What to work on: Copy out every line of the material below that contains the string "bill", treating uppercase and lowercase letters as distinct.

Extracted records:
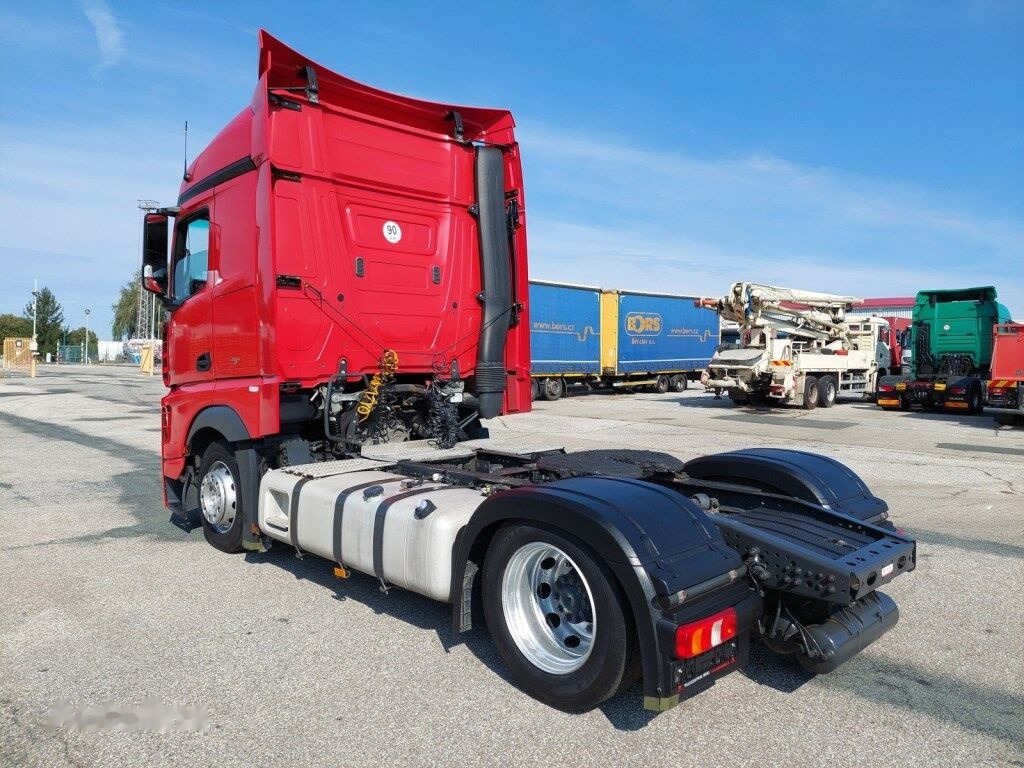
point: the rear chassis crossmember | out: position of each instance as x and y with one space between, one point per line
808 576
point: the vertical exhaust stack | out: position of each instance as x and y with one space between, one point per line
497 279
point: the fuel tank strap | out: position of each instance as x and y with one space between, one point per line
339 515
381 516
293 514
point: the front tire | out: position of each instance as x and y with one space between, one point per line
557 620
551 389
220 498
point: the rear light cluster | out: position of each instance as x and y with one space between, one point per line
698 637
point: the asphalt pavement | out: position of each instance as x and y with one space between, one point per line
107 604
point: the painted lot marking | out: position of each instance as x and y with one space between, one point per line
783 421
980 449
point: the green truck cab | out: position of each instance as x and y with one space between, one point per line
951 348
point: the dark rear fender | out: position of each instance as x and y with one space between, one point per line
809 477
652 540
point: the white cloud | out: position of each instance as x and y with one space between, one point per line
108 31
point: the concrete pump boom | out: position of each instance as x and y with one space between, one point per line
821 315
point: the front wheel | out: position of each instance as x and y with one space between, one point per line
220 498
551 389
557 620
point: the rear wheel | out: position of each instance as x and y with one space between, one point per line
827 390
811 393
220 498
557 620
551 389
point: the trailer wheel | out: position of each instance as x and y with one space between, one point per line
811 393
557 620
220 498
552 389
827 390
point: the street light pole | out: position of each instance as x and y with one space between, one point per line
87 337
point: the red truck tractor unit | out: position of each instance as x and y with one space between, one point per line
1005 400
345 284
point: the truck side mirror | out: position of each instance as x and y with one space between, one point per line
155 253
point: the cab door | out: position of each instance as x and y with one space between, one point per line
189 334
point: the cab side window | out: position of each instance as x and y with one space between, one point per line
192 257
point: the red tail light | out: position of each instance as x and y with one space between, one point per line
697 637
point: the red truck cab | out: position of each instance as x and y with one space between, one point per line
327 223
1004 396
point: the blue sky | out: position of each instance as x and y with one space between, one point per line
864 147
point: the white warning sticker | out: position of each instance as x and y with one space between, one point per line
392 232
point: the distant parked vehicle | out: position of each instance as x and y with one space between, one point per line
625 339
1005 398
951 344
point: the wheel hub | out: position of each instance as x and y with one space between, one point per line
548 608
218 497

--

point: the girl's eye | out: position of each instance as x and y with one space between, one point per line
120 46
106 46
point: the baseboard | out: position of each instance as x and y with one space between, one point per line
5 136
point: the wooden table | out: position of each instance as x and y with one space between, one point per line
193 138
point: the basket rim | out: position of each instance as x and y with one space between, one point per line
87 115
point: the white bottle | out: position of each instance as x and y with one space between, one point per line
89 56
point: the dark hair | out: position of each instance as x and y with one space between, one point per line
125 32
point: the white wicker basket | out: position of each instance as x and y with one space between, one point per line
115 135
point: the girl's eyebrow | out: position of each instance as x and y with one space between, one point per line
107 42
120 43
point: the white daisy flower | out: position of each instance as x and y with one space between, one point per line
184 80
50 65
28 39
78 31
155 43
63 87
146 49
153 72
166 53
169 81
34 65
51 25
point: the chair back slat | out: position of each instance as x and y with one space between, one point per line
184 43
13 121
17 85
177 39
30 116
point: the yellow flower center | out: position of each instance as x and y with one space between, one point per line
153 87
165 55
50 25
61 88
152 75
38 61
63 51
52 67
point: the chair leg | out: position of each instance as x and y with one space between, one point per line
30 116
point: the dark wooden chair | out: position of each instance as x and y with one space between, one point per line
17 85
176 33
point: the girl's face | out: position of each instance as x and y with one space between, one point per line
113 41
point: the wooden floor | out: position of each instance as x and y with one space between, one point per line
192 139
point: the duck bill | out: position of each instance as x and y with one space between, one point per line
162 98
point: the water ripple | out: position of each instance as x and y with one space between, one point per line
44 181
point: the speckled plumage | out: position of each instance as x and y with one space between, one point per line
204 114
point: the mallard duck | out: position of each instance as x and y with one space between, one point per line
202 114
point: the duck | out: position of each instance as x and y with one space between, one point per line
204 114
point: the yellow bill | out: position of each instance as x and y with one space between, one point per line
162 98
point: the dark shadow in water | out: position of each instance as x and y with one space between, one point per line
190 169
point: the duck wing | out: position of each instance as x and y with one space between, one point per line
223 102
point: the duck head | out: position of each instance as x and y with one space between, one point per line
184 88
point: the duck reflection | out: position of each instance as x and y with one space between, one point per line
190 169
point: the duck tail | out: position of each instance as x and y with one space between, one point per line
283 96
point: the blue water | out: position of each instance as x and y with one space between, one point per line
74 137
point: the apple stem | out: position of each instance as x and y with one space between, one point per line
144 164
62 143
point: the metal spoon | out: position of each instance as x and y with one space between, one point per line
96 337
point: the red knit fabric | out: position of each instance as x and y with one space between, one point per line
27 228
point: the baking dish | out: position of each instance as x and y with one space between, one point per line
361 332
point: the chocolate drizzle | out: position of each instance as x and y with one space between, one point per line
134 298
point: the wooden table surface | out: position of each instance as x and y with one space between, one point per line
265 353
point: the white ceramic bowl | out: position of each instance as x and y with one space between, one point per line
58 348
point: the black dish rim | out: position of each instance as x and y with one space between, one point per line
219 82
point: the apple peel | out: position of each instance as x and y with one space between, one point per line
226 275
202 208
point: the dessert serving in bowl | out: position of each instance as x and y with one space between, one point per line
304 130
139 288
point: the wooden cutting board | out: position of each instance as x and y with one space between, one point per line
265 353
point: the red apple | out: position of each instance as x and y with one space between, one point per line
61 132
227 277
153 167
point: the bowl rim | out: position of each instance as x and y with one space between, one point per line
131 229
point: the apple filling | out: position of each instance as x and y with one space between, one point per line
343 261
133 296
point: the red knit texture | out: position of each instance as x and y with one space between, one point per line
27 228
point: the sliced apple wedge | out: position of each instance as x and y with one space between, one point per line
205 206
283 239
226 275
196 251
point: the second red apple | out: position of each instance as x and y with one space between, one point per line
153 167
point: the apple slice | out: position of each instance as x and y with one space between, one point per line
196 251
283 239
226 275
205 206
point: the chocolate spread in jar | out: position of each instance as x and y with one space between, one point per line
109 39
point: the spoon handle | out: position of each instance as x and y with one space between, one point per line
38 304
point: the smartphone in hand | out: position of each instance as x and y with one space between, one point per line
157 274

---

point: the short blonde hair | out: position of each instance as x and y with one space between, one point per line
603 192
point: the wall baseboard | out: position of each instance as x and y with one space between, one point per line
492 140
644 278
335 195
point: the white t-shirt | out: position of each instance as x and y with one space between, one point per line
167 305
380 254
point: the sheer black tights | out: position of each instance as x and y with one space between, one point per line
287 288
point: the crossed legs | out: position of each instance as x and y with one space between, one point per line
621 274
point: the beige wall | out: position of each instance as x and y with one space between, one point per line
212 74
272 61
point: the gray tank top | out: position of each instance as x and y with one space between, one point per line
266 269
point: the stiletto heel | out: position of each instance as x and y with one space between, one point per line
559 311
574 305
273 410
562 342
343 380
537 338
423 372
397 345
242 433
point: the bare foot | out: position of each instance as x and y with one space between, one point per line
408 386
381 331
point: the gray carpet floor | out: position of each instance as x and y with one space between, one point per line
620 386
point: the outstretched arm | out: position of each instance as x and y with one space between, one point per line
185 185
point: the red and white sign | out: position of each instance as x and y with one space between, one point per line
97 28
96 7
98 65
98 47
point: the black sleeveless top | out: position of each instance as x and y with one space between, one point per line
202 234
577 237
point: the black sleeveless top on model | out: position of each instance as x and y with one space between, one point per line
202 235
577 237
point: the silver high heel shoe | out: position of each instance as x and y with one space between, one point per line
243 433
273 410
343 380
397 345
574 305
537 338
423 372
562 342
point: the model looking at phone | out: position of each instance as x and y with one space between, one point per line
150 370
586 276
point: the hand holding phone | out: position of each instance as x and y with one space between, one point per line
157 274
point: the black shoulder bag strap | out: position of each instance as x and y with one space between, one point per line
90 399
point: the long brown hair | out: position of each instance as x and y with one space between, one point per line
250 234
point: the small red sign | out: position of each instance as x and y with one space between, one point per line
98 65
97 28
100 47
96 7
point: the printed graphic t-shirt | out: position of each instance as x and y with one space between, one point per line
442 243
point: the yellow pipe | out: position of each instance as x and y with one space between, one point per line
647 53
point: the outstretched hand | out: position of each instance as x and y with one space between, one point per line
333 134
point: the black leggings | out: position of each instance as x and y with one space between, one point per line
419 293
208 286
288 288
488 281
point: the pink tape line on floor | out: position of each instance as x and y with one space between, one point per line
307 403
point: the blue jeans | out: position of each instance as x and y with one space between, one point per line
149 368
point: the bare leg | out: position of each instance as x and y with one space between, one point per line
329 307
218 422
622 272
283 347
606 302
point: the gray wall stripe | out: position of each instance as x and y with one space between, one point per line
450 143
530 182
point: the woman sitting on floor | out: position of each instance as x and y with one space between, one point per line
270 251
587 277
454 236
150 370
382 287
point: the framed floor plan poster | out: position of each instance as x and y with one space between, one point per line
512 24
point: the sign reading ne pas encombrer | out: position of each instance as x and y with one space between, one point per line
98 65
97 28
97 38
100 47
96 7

Task solution:
point: the duck bill | out: position of each instance as x and y with one space between, one point per line
point: the yellow bill | out: position of each instance as x and y with one space between, one point per line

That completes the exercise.